··· AVAILABLE RECORDS

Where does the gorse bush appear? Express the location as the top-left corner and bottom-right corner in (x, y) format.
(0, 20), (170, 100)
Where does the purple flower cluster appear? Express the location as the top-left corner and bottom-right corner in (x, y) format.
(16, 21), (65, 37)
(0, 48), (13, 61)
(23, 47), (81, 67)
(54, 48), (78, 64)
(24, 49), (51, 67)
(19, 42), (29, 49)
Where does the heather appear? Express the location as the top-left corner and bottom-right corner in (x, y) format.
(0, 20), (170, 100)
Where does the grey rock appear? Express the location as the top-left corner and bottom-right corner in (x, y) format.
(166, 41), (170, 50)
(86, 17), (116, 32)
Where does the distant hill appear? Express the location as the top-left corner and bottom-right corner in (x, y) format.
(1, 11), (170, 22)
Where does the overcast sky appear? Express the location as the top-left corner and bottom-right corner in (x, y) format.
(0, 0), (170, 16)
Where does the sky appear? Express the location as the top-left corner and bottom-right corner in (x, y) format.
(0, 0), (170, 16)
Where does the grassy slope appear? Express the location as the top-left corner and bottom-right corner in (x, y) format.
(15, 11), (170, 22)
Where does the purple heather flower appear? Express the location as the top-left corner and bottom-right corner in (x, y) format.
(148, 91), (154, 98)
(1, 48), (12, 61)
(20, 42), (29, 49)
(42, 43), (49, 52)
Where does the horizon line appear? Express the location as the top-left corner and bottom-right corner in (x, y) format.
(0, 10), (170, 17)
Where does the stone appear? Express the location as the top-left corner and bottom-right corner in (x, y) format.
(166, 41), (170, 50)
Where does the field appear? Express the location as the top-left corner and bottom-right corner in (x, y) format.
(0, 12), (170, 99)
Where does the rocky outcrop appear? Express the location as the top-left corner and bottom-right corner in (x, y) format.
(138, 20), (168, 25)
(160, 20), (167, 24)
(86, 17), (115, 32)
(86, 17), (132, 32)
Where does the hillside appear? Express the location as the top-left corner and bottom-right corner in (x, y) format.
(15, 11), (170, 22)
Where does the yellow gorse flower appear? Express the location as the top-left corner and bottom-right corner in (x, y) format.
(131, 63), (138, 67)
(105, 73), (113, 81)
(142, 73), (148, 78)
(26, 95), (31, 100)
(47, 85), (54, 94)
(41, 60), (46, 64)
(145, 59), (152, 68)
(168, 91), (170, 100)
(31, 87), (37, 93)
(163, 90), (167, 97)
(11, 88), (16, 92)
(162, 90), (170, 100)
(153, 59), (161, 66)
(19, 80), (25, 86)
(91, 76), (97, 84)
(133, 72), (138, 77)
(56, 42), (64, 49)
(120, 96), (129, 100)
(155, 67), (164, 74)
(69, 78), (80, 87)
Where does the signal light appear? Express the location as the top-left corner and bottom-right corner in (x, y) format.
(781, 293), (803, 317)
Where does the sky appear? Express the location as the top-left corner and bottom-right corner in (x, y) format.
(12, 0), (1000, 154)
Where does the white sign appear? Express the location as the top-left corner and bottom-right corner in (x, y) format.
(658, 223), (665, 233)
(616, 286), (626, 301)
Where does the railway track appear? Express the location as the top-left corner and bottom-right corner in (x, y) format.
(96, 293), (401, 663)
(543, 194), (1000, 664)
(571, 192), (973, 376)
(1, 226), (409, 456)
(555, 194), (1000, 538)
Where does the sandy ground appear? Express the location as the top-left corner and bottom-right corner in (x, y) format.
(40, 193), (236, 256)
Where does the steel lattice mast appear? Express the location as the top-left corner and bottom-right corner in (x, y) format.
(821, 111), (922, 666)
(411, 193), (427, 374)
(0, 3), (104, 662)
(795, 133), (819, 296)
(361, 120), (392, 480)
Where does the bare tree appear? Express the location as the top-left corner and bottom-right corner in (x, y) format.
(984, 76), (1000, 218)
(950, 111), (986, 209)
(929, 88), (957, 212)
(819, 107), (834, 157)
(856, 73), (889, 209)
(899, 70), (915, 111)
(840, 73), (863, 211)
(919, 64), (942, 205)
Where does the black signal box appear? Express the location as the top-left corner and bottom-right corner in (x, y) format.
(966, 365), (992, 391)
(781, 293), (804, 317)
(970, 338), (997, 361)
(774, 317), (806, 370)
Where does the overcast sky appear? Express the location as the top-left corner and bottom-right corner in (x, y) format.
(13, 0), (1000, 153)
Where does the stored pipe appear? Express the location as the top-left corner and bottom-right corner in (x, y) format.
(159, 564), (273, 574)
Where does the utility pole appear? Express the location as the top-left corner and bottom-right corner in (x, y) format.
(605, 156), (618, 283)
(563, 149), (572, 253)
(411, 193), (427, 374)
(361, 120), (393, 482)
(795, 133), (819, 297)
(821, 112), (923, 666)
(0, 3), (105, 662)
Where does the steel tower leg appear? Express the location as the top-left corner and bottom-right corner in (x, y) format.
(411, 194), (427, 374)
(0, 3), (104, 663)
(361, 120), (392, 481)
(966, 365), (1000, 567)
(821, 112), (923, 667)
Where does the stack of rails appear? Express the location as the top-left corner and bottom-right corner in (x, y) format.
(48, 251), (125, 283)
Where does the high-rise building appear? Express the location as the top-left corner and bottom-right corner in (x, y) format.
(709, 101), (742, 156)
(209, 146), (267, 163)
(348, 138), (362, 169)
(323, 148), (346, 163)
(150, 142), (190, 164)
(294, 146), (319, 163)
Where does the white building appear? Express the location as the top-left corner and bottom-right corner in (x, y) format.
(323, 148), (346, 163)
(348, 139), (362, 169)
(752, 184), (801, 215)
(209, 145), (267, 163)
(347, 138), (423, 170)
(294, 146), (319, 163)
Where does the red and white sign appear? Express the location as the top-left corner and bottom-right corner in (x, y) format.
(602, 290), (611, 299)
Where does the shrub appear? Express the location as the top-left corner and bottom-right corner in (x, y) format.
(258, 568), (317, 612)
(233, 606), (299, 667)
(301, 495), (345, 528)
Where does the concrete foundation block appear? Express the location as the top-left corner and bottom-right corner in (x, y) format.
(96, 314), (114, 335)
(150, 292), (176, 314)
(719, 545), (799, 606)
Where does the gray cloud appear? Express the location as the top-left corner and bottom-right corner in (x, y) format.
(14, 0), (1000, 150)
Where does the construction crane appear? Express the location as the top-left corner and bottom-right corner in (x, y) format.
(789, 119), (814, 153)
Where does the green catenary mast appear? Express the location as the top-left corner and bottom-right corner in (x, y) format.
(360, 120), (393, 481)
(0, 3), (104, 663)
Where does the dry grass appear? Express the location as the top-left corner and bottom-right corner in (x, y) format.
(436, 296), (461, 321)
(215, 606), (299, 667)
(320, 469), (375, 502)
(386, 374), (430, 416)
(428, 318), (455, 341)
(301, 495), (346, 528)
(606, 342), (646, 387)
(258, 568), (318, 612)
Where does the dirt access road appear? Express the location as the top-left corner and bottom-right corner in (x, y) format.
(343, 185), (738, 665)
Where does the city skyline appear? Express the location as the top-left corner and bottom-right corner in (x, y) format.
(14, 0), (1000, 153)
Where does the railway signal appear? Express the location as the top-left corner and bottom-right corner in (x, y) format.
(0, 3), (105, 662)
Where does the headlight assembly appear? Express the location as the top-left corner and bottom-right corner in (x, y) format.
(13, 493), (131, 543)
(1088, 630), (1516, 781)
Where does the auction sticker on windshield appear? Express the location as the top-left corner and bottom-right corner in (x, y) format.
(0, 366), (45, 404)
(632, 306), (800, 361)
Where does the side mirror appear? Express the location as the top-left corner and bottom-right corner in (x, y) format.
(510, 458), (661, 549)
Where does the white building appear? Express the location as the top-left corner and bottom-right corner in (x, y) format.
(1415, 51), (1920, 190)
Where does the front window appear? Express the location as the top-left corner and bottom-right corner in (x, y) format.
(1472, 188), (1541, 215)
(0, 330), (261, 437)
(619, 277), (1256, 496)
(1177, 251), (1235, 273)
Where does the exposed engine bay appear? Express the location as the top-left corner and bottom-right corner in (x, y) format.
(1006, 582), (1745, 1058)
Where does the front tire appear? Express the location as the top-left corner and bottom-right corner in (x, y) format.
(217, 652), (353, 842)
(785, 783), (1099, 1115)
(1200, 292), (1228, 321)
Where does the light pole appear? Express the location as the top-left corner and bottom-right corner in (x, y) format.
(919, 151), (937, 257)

······

▶ [PROMPT]: Repeat the line that contains "Where does the exposed", then every line after it until the records end, with nothing added.

▶ [ANSWER BELOW]:
Where does the exposed engine bay appear? Express the location as the top-left corner and bottom-right corner in (x, y) format.
(1006, 582), (1745, 1058)
Where does the front tire appear? Express the location as the top-left corner and bottom-right corner in (x, y) format.
(217, 652), (353, 842)
(785, 783), (1099, 1115)
(1200, 292), (1228, 321)
Where does the light pole appear? Express the location as the top-left corner and bottom-right corner in (x, y) format.
(919, 151), (937, 257)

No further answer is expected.